- [TEXT]
.....
History – Hérault, Gard and Aude
Languedoc’s history is richer than that of neighbouring Provence. The Greeks and Phoenicians colonised the seaside town of Agde, using it as one of their major trading ports. The Romans then dominated the area, linking it to their empires in Italy and Hispania with the Via Domitia – a portion of which you can still see in Narbonne’s city centre. They built capitals here at Narbonne (Narbo) and Nîmes (Nemausus) – leaving behind some of the most impressive Roman ruins outside of Rome itself. In the middle ages, ‘The County of Toulouse’ as Languedoc was overrun by crusaders, sent by Pope Eugene III o wipe out a growing christian sect known as the Cathars – whose increasingly independent ways of thinking had started the threaten the hegemony of the Catholic Church. What followed was decades of slaughter, as crusaders attacked Cathar strongholds (now some of the most spectacular castle ruins in France) exterminating all who refused to renounce their rebel religion. Finally, in the 13th century, the region become officially a part of France, having spent hundreds of years with close ties with the Aragon and Catalan kingdoms of Spain.
.....
Please translate this sentence from the Languedoc history text into French: "The Greeks and Phoenicians colonised the seaside town of Agde, using it as one of their major trading ports."
.....
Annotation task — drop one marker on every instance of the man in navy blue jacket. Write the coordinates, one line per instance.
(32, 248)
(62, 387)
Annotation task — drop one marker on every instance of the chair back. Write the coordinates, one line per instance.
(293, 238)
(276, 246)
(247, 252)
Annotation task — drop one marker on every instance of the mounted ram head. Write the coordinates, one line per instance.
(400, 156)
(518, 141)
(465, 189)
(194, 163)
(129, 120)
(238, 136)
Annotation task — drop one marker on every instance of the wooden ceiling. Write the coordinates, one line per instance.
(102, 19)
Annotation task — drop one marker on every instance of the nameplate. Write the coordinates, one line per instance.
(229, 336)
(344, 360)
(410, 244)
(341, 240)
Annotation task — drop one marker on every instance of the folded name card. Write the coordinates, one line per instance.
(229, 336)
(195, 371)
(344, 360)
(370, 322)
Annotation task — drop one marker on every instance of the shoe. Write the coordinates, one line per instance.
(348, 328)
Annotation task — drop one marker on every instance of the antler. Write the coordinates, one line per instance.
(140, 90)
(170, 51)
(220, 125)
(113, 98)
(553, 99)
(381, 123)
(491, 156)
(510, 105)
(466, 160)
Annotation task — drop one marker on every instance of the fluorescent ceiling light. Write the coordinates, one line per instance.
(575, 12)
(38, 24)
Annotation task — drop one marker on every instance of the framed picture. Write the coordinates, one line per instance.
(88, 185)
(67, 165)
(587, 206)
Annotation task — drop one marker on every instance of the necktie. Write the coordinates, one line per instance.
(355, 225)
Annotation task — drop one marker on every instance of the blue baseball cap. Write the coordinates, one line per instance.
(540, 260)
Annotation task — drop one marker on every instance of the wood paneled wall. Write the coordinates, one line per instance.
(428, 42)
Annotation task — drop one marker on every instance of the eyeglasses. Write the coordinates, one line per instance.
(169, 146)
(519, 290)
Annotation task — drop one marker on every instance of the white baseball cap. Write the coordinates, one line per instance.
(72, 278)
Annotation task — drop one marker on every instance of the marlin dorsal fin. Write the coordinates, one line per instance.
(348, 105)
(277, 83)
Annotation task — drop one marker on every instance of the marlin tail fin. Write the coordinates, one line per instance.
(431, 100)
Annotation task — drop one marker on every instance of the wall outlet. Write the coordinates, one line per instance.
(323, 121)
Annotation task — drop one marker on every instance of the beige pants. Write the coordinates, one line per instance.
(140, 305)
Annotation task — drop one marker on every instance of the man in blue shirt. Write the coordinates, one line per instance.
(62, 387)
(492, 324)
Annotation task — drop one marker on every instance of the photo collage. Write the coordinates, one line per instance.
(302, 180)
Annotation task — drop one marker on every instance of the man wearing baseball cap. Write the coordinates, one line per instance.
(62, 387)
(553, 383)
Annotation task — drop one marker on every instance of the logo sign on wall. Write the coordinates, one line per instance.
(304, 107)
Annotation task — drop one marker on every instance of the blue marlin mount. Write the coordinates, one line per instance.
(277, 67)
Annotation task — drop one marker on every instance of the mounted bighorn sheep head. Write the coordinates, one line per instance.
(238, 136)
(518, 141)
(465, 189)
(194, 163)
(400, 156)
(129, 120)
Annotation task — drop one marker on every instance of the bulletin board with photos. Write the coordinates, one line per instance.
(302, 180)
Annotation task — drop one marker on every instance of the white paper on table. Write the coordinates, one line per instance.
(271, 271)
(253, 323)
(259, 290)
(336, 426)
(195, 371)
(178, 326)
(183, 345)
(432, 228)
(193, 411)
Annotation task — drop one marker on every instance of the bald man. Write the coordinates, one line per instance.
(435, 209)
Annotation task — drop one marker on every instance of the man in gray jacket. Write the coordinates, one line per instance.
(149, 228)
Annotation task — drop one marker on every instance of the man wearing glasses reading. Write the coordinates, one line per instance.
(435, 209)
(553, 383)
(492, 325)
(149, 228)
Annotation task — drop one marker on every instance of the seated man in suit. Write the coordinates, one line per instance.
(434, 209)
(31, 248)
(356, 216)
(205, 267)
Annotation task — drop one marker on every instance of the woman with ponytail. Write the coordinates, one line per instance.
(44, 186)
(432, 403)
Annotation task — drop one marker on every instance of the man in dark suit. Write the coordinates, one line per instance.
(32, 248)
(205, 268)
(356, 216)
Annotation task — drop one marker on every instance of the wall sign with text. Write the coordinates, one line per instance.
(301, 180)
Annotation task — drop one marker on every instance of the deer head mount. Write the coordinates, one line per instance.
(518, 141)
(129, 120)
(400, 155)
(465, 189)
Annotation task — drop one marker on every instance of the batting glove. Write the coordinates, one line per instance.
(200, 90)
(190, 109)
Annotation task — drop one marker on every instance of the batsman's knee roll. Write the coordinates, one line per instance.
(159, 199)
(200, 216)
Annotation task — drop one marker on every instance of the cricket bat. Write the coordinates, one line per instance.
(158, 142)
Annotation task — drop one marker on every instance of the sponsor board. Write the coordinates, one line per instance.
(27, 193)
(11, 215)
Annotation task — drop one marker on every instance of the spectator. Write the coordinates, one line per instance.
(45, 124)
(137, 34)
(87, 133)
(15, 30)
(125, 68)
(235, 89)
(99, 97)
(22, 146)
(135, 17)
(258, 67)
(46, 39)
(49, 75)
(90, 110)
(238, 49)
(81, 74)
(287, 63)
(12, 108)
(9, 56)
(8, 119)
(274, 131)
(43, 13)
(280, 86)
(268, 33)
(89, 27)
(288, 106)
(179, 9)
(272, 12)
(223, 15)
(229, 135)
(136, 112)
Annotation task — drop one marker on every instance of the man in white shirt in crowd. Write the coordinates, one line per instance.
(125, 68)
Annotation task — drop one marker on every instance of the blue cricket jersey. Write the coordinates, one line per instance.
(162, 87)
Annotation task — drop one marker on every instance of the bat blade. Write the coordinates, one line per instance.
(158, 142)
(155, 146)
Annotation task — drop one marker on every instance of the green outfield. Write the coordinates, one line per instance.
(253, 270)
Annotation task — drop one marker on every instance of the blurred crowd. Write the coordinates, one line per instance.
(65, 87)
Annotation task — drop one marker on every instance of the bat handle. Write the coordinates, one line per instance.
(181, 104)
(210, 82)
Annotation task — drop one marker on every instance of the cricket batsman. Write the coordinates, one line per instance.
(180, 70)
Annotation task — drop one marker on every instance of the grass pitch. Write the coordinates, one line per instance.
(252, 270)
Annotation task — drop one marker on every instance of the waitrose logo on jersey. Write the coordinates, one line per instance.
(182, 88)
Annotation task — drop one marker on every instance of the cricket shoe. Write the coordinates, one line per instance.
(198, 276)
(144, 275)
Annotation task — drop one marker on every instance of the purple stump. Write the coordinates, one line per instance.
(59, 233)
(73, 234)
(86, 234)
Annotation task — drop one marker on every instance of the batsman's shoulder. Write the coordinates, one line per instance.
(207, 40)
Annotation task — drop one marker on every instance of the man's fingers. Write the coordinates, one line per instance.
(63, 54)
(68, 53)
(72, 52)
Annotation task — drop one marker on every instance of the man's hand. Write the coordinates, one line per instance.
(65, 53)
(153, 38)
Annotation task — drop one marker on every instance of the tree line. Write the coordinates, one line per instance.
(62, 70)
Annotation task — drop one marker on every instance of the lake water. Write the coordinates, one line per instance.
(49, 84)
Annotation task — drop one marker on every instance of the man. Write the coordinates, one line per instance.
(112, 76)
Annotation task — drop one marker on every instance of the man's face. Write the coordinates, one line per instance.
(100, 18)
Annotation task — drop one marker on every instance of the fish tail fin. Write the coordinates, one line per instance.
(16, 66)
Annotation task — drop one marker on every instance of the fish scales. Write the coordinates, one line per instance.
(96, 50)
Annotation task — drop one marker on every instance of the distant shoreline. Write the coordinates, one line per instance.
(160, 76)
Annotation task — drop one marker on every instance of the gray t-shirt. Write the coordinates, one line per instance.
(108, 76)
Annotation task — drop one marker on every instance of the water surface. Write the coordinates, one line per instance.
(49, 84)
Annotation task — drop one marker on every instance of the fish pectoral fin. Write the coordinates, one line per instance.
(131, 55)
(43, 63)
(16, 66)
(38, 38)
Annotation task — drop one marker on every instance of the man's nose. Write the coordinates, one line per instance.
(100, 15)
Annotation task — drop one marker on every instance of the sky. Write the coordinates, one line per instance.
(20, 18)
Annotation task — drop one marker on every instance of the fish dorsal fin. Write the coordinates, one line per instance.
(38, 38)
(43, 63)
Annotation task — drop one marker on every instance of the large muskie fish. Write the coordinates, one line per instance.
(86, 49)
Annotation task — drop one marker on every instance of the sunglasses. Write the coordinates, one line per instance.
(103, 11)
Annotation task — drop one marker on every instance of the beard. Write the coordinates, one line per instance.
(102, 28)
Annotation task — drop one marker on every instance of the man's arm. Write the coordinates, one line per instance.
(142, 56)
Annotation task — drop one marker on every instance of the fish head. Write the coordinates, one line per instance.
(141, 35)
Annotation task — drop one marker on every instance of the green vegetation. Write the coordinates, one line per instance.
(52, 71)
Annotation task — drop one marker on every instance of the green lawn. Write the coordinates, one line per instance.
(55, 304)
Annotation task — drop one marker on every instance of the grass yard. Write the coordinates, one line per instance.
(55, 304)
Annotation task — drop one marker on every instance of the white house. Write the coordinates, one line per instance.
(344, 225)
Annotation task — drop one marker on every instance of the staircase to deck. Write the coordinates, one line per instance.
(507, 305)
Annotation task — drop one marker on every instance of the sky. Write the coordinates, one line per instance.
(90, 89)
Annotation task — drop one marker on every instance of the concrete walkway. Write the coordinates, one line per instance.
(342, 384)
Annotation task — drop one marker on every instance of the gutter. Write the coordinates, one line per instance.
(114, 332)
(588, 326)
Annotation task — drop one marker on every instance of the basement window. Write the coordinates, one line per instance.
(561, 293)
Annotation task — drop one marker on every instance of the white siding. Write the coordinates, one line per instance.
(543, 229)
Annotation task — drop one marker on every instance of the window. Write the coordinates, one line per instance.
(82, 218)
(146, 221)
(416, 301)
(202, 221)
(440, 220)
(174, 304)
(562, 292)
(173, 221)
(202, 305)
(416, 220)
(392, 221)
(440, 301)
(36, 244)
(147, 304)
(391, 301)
.....
- [ANSWER] Les Grecs et les Phéniciens ont colonisé la ville côtière d'Agde, l'utilisant comme l'un de leurs principaux ports de commerce.